══ Exercise passage ══

Like other remote-first companies, we have learned over the last couple years that it can be difficult to foster a sense of belonging in a virtual world. So, how does a company break through these remote-first hurdles? Having grown by 9x during the pandemic and only having one small physical office, we knew this required getting together face to face. We also know that we all work better in the sun. The solution? A week-long offsite in Cabo. 

As a company with over 100 employees, we knew it would both require a nontrivial financial investment, and take people away from their day-to-day work and responsibilities. It was a gamble, but—spoiler alert—it was worth it. 

We went to Cabo with three goals in mind: 

  1. Work together, side by side, in the same physical space, accomplishing goals in real time

  2. Solidify the “big picture” shared understanding of Deepgram: what matters most for the company, our vision and goals, our current priorities to meet those goals, and what we’ll do about it, etc.

  3. Enjoying each other’s company, relaxing and spending social time together as a team

Setup for Serendipity: How We Planned Our Offsite

Building connections and encouraging collaboration across a remote-first company can be difficult. When putting together our first company wide off-site, we wanted to ensure that, when our employees walked away, they felt closer to their coworkers, more connected, and experienced a stronger sense of belonging. To achieve this, we planned team-based events throughout the week, including social events like “Dine-around Dinners,” Deepgram stories, karaoke, educational sessions, and Build Together teams.

═══

__Check your understanding__.
A. Answer these questions using the offsite text:
(i) By how much did the company grow during the pandemic?
(ii) How many employees does the company have?
(iii) How many goals did the company bring to Cabo?
B. Translate this sentence from the offsite text into Spanish: "We also know that we all work better in the sun."
C. In the offsite text, rewrite the paragraph beginning "Building connections and encouraging collaboration" as a short list that keeps its main facts.
The listing is separate material, unrelated to the offsite text.

══ Material shown ══

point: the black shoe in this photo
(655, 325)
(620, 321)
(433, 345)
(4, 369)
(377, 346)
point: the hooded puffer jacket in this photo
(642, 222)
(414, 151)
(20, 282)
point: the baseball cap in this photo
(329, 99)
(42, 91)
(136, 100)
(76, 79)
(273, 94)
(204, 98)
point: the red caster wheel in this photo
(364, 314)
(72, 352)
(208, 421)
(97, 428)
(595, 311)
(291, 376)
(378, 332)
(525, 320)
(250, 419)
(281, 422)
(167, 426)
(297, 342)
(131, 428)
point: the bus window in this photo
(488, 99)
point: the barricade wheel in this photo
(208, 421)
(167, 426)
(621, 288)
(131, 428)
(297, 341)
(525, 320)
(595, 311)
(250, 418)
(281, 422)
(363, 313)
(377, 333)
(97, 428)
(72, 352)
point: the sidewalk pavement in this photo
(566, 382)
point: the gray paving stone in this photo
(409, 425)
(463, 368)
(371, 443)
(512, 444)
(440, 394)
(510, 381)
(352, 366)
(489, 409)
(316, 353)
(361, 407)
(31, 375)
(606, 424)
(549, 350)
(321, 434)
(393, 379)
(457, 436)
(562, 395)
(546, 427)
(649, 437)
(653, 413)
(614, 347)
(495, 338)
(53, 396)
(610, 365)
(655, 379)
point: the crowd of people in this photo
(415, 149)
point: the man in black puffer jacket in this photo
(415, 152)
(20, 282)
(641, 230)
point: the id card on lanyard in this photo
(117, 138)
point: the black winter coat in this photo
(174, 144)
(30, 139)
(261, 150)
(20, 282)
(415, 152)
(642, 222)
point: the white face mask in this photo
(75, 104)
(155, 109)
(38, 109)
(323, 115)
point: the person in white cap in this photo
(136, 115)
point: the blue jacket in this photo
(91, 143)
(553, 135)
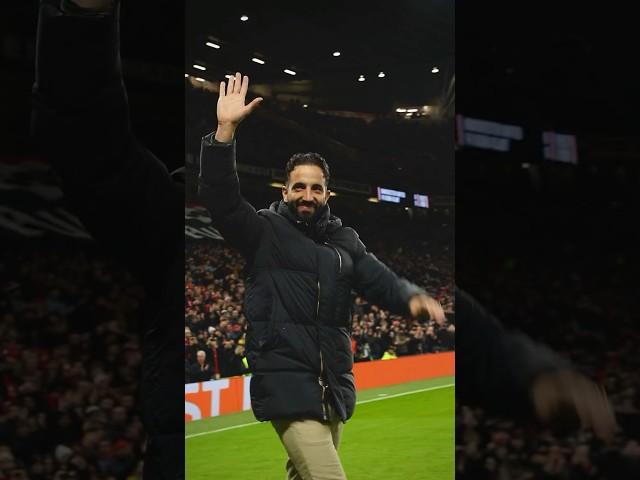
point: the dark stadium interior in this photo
(550, 247)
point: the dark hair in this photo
(310, 158)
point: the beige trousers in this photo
(312, 447)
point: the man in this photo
(507, 373)
(302, 265)
(122, 193)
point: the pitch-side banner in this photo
(231, 395)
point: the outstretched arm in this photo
(122, 193)
(508, 373)
(219, 186)
(380, 285)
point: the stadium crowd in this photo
(215, 324)
(69, 366)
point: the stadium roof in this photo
(404, 39)
(552, 64)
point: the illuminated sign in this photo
(562, 148)
(420, 200)
(388, 195)
(486, 134)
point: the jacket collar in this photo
(318, 229)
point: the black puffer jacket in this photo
(298, 294)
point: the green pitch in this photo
(399, 432)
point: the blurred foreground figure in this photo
(122, 193)
(507, 373)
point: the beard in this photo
(306, 216)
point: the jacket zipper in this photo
(320, 380)
(339, 256)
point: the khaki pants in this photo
(312, 448)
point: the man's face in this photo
(306, 191)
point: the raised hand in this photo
(425, 305)
(231, 108)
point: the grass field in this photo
(398, 432)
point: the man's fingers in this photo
(230, 81)
(237, 83)
(245, 86)
(435, 310)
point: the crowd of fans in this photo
(69, 366)
(215, 324)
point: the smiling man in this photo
(302, 264)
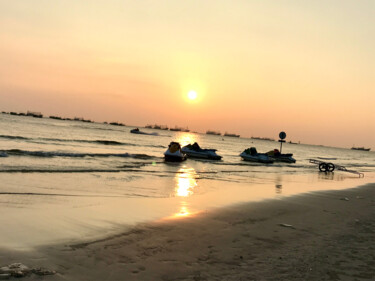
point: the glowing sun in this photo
(192, 95)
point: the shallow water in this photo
(64, 180)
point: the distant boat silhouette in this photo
(361, 148)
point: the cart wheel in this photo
(330, 167)
(323, 167)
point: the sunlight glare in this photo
(192, 95)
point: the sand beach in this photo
(322, 235)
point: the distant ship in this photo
(231, 135)
(213, 133)
(34, 114)
(361, 148)
(259, 138)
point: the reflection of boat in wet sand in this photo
(137, 131)
(251, 154)
(281, 157)
(361, 148)
(174, 153)
(195, 151)
(231, 135)
(209, 132)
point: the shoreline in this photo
(322, 235)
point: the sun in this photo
(192, 95)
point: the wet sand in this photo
(327, 235)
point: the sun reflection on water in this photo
(185, 182)
(187, 138)
(185, 187)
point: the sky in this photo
(258, 67)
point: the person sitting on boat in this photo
(195, 146)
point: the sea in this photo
(66, 180)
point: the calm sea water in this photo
(99, 172)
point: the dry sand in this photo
(326, 235)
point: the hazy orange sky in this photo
(259, 67)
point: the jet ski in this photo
(195, 151)
(251, 154)
(281, 157)
(174, 153)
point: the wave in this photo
(103, 142)
(49, 154)
(14, 137)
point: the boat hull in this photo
(204, 154)
(259, 158)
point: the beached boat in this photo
(209, 132)
(174, 153)
(361, 148)
(231, 135)
(251, 154)
(137, 131)
(195, 151)
(281, 157)
(260, 138)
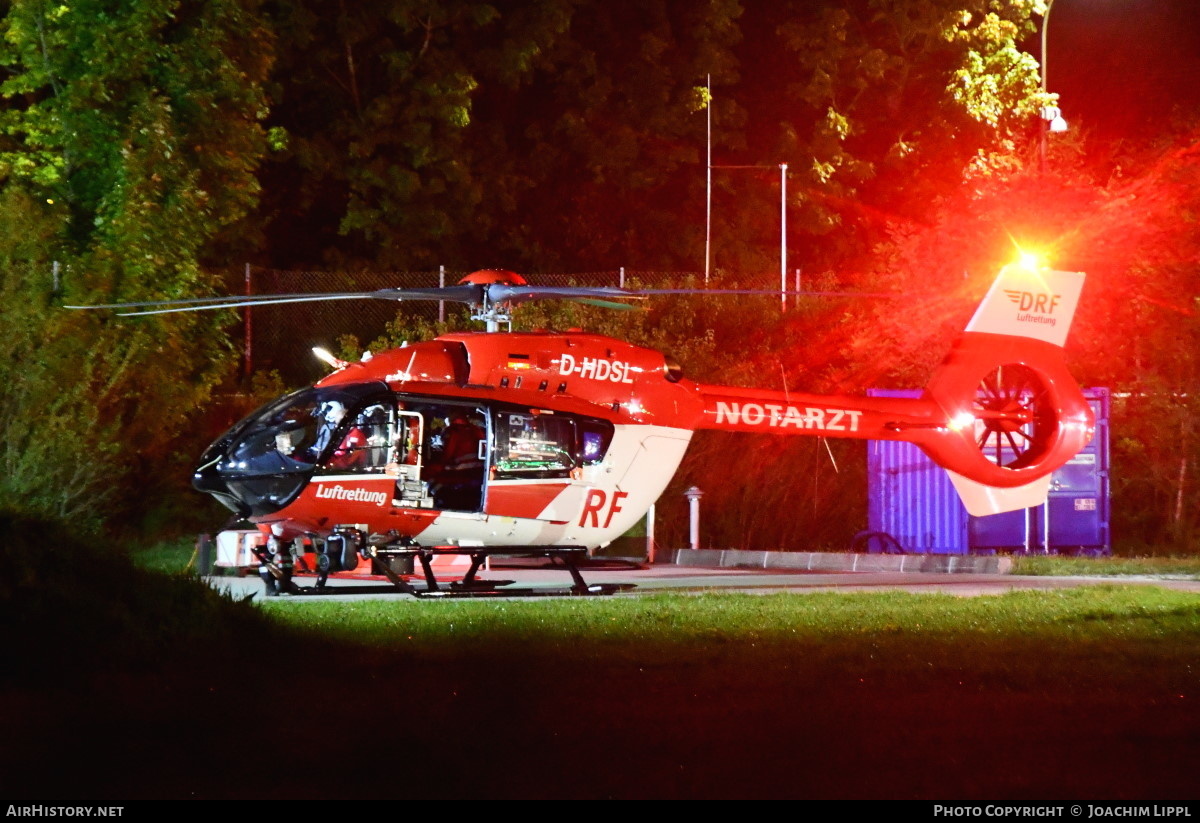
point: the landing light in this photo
(324, 355)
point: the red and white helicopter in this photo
(557, 443)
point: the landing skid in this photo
(472, 587)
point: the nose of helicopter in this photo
(249, 478)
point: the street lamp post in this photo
(1051, 115)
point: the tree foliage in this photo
(132, 139)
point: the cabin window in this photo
(539, 445)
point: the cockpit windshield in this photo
(267, 458)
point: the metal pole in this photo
(1045, 62)
(247, 364)
(694, 496)
(708, 185)
(442, 304)
(649, 534)
(783, 236)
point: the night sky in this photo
(1120, 66)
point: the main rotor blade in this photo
(768, 293)
(507, 293)
(605, 304)
(451, 293)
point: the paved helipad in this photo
(539, 578)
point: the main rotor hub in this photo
(490, 276)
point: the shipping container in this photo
(912, 505)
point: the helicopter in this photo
(553, 444)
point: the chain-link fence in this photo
(281, 337)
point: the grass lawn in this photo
(143, 685)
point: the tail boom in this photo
(1000, 414)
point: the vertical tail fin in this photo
(1015, 413)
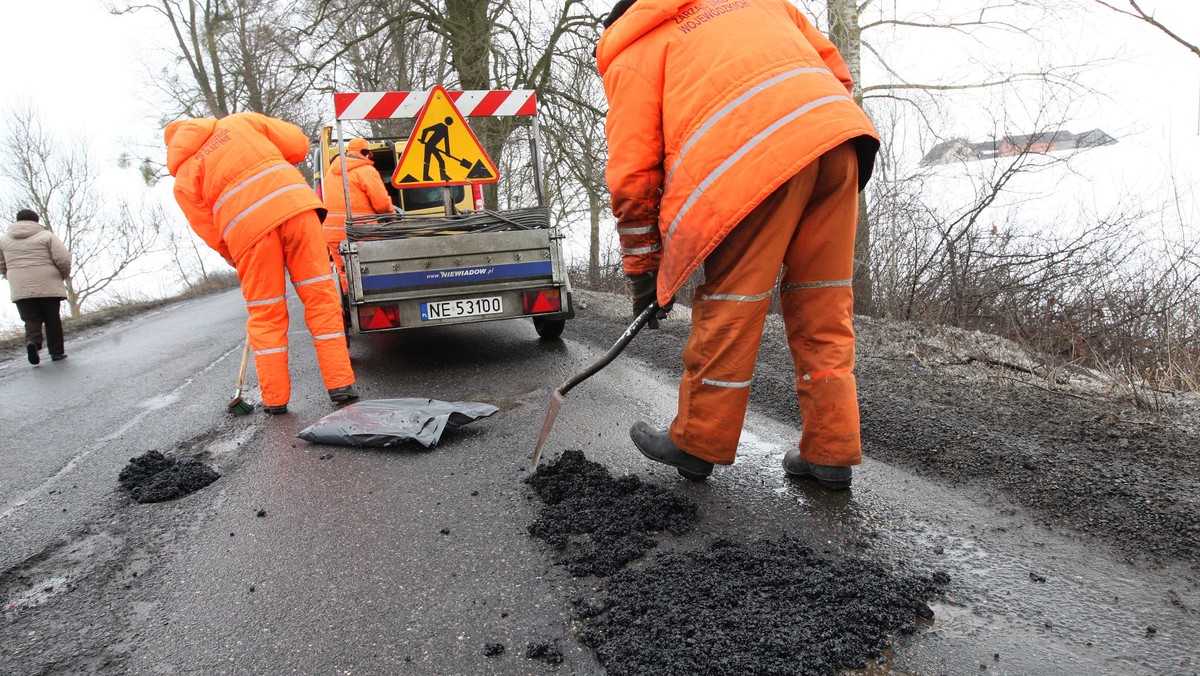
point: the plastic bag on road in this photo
(383, 423)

═══

__Completed exercise__.
A.
(i) It grew by 9x.
(ii) It has over 100 employees.
(iii) It had three goals.

B. También sabemos que todos trabajamos mejor bajo el sol.

C.
- Building connections and collaboration across a remote-first company can be difficult.
- The first company-wide offsite aimed to leave employees feeling closer to coworkers, more connected, and with a stronger sense of belonging.
- To do this, team-based events were planned throughout the week:
  - social events such as "Dine-around Dinners," Deepgram stories, and karaoke
  - educational sessions
  - Build Together teams